(Task statement)
Retype the records word for word. Skip every image.

(The data)
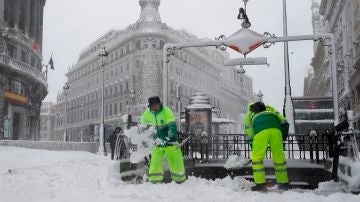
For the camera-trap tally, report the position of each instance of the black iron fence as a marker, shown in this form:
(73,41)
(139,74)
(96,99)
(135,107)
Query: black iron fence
(222,146)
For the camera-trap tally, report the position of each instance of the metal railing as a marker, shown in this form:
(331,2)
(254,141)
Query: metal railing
(222,146)
(24,68)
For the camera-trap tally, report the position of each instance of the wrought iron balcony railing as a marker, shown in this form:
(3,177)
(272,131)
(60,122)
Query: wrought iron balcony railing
(23,68)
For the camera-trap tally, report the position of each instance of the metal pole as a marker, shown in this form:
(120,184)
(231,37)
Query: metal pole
(101,149)
(165,74)
(178,100)
(288,105)
(65,119)
(334,78)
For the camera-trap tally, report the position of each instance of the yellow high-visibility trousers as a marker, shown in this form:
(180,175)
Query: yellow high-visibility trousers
(273,138)
(175,162)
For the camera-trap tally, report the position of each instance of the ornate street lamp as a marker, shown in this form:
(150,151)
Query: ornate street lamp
(65,88)
(82,119)
(259,95)
(103,54)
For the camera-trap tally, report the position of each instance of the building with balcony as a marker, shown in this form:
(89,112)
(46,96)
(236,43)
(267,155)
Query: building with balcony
(133,73)
(23,86)
(47,121)
(342,19)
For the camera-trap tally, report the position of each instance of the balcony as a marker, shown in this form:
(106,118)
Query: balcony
(23,68)
(16,35)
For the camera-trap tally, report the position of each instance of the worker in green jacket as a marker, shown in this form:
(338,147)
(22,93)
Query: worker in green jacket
(162,118)
(264,127)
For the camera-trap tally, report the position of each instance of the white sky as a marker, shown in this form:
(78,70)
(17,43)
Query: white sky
(70,26)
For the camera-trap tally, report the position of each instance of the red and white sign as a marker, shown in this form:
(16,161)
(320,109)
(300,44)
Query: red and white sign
(244,41)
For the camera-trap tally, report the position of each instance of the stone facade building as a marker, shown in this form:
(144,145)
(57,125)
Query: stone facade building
(340,17)
(133,73)
(47,121)
(22,83)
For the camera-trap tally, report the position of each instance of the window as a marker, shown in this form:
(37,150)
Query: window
(11,50)
(137,45)
(162,43)
(24,56)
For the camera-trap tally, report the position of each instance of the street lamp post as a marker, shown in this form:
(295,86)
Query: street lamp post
(103,54)
(178,99)
(65,88)
(288,105)
(132,94)
(259,95)
(57,114)
(81,127)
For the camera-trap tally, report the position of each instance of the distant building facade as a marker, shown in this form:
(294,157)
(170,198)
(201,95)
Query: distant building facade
(133,73)
(22,83)
(47,121)
(342,19)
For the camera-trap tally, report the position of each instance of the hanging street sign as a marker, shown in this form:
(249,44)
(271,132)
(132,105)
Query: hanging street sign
(244,41)
(246,61)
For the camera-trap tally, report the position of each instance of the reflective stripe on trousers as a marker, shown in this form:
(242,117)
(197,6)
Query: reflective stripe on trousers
(175,162)
(272,137)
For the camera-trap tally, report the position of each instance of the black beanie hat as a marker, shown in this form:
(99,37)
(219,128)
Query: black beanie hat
(154,100)
(257,107)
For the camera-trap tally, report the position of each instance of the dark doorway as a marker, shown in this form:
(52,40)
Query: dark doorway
(16,126)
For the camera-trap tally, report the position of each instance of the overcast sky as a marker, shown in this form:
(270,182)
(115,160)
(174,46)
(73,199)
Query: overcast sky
(71,25)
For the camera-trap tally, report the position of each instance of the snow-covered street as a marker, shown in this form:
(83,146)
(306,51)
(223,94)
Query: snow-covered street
(39,175)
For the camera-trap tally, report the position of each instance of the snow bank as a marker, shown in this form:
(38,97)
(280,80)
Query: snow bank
(47,176)
(235,162)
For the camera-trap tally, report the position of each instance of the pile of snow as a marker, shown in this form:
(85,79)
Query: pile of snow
(331,187)
(235,162)
(46,176)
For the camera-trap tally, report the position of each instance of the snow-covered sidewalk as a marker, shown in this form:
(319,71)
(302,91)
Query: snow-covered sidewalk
(42,176)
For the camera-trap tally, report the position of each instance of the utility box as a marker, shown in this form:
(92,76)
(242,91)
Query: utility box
(198,117)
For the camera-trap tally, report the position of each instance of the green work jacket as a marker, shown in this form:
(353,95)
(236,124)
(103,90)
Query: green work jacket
(164,123)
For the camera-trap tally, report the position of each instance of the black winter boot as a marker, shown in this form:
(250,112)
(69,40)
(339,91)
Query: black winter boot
(259,187)
(283,186)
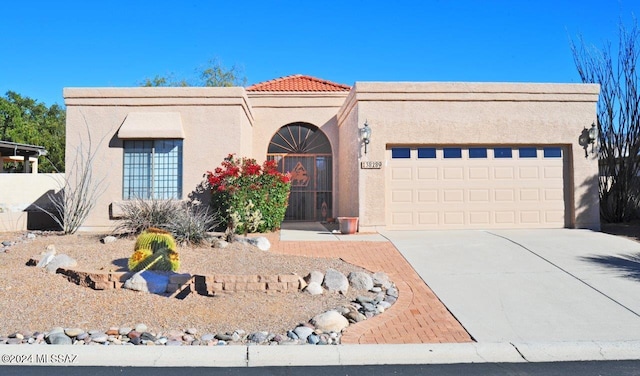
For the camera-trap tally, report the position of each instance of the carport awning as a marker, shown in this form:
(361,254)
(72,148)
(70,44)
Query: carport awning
(152,125)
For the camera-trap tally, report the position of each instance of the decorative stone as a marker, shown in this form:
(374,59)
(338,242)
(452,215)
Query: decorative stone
(258,337)
(334,281)
(330,321)
(259,242)
(59,338)
(146,336)
(381,279)
(222,244)
(60,261)
(99,337)
(355,316)
(313,339)
(303,332)
(108,239)
(315,276)
(224,337)
(360,281)
(314,288)
(46,258)
(73,332)
(148,281)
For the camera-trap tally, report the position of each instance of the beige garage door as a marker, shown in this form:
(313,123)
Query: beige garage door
(475,187)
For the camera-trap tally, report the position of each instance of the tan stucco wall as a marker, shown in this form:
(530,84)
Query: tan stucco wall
(216,122)
(275,110)
(21,193)
(466,114)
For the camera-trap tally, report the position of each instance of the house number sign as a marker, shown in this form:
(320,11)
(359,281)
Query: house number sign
(370,165)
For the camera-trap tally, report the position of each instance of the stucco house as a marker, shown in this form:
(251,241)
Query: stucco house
(439,156)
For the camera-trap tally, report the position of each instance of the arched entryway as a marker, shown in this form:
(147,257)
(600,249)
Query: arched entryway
(303,150)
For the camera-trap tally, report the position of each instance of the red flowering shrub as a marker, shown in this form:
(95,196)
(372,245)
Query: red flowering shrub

(Problem solution)
For the camera-trap tally, report the position of each instance of the black iron fence as a marker, shown in this form:
(73,41)
(139,74)
(96,99)
(135,107)
Query: black iron fence
(222,146)
For the camera-trap tally, report the position of each instance of the metal railing as a marker, shown in this form:
(331,2)
(254,141)
Query: metal railing
(222,146)
(24,68)
For the camera-trap tally, report the position of each instance of the wrought iron balcony railing as a marker, shown in this form:
(3,177)
(272,131)
(60,122)
Query: wrought iron balcony railing
(23,68)
For the camera-trap tally, report the position of each instance of the metal pole as a marker, shown in this form:
(120,184)
(231,37)
Query: metal pole
(101,149)
(165,74)
(178,100)
(288,105)
(65,119)
(334,78)
For the camera-trap tally, report the position of each instance of the yellow high-visibility trousers as a marker, shown in this form:
(180,175)
Query: yellow high-visibility trousers
(273,138)
(175,162)
For the camera-trap tally, report the position of each instance of the ornate street lamp as a marker, shown in this form:
(150,151)
Query: ornate street lamp
(65,88)
(82,119)
(259,95)
(103,54)
For the camera-trap tally, report the position of each instance of the building with balcony as a marker, shown in this form:
(89,112)
(46,96)
(236,43)
(267,155)
Query: building with balcony
(133,73)
(23,86)
(47,121)
(342,19)
For the camera-trap tally, report the position of each instance of the balcony as a marker, shown in this form:
(106,118)
Query: balcony
(23,68)
(16,35)
For the camera-trap tally, report the position of each instance of the worker in green jacket as a marker, shown in this form:
(338,147)
(22,93)
Query: worker in green jacket
(162,118)
(264,127)
For the camera-trap tally, report the position of each instance of the white sky as a marker, shown in this form:
(78,70)
(17,43)
Query: white sky
(70,26)
For the camera-trap tally, report the position of each instance of the red and white sign as a marker, shown in this form:
(16,161)
(320,109)
(300,44)
Query: red and white sign
(244,41)
For the camera-trap tally, report the position of each instance of the stone facade building as a marker, shown in this form:
(144,145)
(57,125)
Query: stone facade building
(340,17)
(133,73)
(47,121)
(22,83)
For the camera-trap tally, report the position of each instance of the window as a marker, shown in this form:
(37,150)
Query: window
(11,50)
(137,45)
(162,43)
(24,56)
For the camera-trap tally, report the position of each instance of the street lamp post as a marker, shown in this form:
(295,86)
Query: street lamp post
(103,54)
(178,99)
(65,88)
(288,105)
(132,94)
(259,95)
(57,114)
(81,127)
For the camera-trap tally, report the position of each instance of the distant building facade as a marker, shown in this form:
(294,157)
(170,198)
(201,95)
Query: distant building facade
(133,73)
(22,83)
(47,121)
(342,19)
For the camera-trap tally, report the position of each instance of the hanging street sign as a marker, shown in this form:
(249,44)
(271,132)
(132,105)
Query: hanging street sign
(244,41)
(246,61)
For the camera-trap tally, report the position of each instance of the reflective stripe on trousers as a marker, shown in this form:
(242,117)
(197,6)
Query: reflective stripe on trousers
(175,162)
(272,137)
For the camera-trap tally, report the position of each instance of the black beanie hat as a marker, shown in this form:
(99,37)
(219,128)
Query: black beanie hat
(154,100)
(257,107)
For the camera-trap tally, report the position of each instance of the dark doorway as a marker, shown in this form:
(52,40)
Query: dark doorway
(16,126)
For the camera-trap tally, report the position of each instance of the overcast sky as a marker, shown in this form:
(270,182)
(115,160)
(174,46)
(73,199)
Query: overcast sky
(71,25)
For the camera-trap tally, report the position of each instance of the snow-covered street as a marker, shown in this form:
(83,146)
(306,51)
(223,94)
Query: snow-covered street
(39,175)
For the camera-trap tally, report the position of each instance of the snow bank as a marker, shown in this form:
(38,97)
(280,80)
Query: snow bank
(47,176)
(235,162)
For the camera-trap tally, report the position of each instance of the pile of snow as a marker, shown in this form:
(85,79)
Query: pile of snow
(331,187)
(235,162)
(46,176)
For the camera-trap tally, report the position of each instance of the snow-covered sidewalk as a marker, shown in this form:
(319,71)
(302,91)
Query: snow-covered sidewalk
(42,176)
For the camera-trap tally, report the position of each instance of the utility box as a marker, shown in this form:
(92,76)
(242,91)
Query: utility box
(198,117)
For the camera-trap tally, report the position of each instance of the green work jacket as a marker, shown in this form:
(353,95)
(236,124)
(103,90)
Query: green work jacket
(164,123)
For the camera-trap tally, report the position of each instance of the black winter boot as a marker, shown in this form:
(250,112)
(69,40)
(339,91)
Query: black winter boot
(259,187)
(283,186)
For the camera-trap tally, report the position of each instance of the carport awning as a marker, shown in this form:
(361,254)
(72,148)
(70,44)
Query: carport awning
(152,125)
For the camera-trap tally, report the position of each instance of the decorative stone as a marker, shown in this form:
(374,59)
(338,242)
(452,215)
Query: decorative stone
(258,337)
(334,281)
(330,321)
(259,242)
(59,338)
(146,336)
(381,279)
(222,244)
(60,261)
(99,337)
(355,316)
(313,339)
(303,332)
(108,239)
(315,276)
(224,337)
(360,281)
(314,288)
(46,258)
(73,332)
(148,281)
For the camera-trap tally, report the position of each instance of the beige garage door as a marker, shown in this form:
(313,123)
Query: beige garage door
(475,187)
For the camera-trap tally, report the position of each instance of the tan stucco wall as a marker, shown in this form:
(530,84)
Query: tan stucco wall
(216,122)
(275,110)
(21,193)
(466,114)
For the camera-trap tally, report the position of each instance of the house number sign as a marker, shown in this form:
(320,11)
(359,281)
Query: house number sign
(370,165)
For the camera-trap tally, report the position of each instance of the stucco house as a marker, shown in this form:
(251,241)
Query: stucco house
(439,156)
For the camera-trap tally, report the position of each instance of the arched entryway as a marker, shown in this form:
(147,257)
(600,249)
Query: arched entryway
(303,150)
For the camera-trap tally, report the position of each instance of the red flowering shrub as a marker, shown in this form:
(95,196)
(372,245)
Query: red flowering shrub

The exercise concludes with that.